━━ Source passage ━━

The parliamentary hearing of Stellantis chairman John Elkann on March 19 failed to dispel doubts surrounding the future of the Italian automotive industry. Between fanciful interpretations of statistical data and debatable claims about Italy’s strategic relevance, no real clarification was given regarding the Group’s industrial plans for production and employment in Italy

Syntactic Acrobatics – that’s the kind of verbal sleight of hand Stellantis CEO and chairman pro tempore, John Elkann, employed during his appearance before the Italian Parliament on March 19. The hearing, repeatedly requested by the political class, was supposed to shed light on the strategies the Franco-Italian group intends to pursue in the short and medium term in Italy, especially in light of the particularly complex historical moment facing the European automotive sector. But clear answers were nowhere to be found. Instead, Elkann presented a questionable narrative emphasizing the strategic value of Fiat’s, and now Stellantis’s, Italian DNA as a lifeline for the national automotive industry.
This almost felt like a communications prank, coming just months after tensions with the Italian government over the Group’s decision to name the Polish-built Alfa Romeo crossover “Milano” – a move blocked for being misleadingly national – and to remove the Italian tricolor from the Moroccan-assembled Fiat “Topolino” microcars. In short, a short circuit between rhetoric and reality – which took on a borderline farcical tone when Elkann proudly claimed that the Group had always defended employment in Italy, pointing out that while the domestic market had shrunk by 30% over the past 20 years, employment had only fallen by 20%.

━━━

Required actions -
a) In one to three sentences, explain why the article on the Stellantis hearing says the Group's plan to name its Alfa Romeo crossover "Milano" was blocked.
b) Continue the article on the Stellantis hearing from its last sentence.
The records that come next are separate material, unrelated to the article on the Stellantis hearing.

━━ Available data ━━

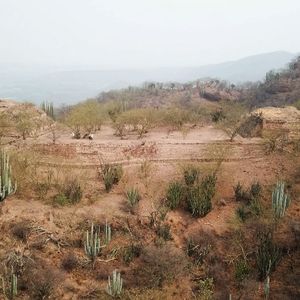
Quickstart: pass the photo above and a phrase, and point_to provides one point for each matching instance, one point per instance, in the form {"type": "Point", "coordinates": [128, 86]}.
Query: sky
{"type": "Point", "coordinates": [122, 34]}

━━━
━━ Available data ━━

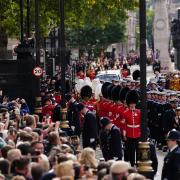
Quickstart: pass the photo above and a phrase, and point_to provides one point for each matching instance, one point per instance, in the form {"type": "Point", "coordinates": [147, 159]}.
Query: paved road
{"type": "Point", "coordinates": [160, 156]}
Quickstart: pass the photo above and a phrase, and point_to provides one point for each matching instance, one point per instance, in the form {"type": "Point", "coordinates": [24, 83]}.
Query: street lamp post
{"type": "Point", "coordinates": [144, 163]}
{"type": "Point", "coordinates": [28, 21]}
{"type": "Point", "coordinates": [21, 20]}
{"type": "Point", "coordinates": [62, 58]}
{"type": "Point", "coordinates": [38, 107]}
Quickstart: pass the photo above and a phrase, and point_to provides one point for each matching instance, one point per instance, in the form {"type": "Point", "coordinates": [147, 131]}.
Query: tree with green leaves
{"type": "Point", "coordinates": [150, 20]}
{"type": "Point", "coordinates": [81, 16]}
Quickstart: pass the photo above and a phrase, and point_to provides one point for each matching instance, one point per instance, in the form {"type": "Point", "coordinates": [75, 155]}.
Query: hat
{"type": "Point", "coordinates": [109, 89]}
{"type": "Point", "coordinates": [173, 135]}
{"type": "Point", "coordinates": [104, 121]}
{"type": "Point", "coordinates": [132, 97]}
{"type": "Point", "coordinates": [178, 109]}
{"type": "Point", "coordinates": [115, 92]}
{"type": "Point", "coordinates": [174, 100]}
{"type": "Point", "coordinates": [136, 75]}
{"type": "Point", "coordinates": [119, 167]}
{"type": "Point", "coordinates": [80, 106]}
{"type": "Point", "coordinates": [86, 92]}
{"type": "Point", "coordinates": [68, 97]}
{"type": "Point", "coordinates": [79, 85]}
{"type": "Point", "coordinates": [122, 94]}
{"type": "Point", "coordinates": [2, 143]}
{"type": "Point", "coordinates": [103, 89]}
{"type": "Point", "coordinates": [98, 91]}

━━━

Answers to each task -
a) The name was blocked for being misleadingly national, because the crossover is built in Poland.

b)
According to this rather creative statistical interpretation by the Stellantis chairman, this would mean the Group has protected Italian factory jobs and production despite the sector’s difficulties – even citing €14 billion in taxes paid to the Italian government over the same time frame. However, a recent analysis by Italia Oggi, a financial daily, points out that between early 2021 and the end of 2023, Stellantis’s workforce in Italy dropped by 20%, from 52,740 to 42,700 employees.
The doubts surrounding the future of the Italian automotive industry
This contraction preceded the Group’s annus horribilis in Italy: 2024, a year in which Stellantis produced just over 283,000 cars at Italian plants – a 45% drop compared to 2023. Including the 192,000 light commercial vehicles built in Italy, the total domestic output barely surpassed 475,000 units. This occurred despite the Italian car market shrinking by only half a percentage point, a downturn hardly sufficient to justify the near-halving of Stellantis’s national factory activity, which triggered furloughs for roughly 20,000 workers.

Prospects for the immediate future are equally bleak. Elkann indicated that 2025 is expected to be another tough year, with only the first signs of recovery anticipated in early 2026 – though by then, the production and commercial structure of Stellantis remains entirely uncertain.

Crucially, Elkann failed to clarify the two most critical issues concerning Stellantis’s future in Italy. The long-promised Gigafactory in Termoli is now indefinitely on hold, and Maserati’s future is tied solely to its Modena plant following the 2023 closure of the Grugliasco facility, which had significantly contributed to the brand’s revival, producing over 40,000 cars in 2017. Last year, production dropped to just 2,250 units, limited to only three models, with workers frequently furloughed and encouraged to transfer to Serbia to support production of the new Fiat “Grande Panda.”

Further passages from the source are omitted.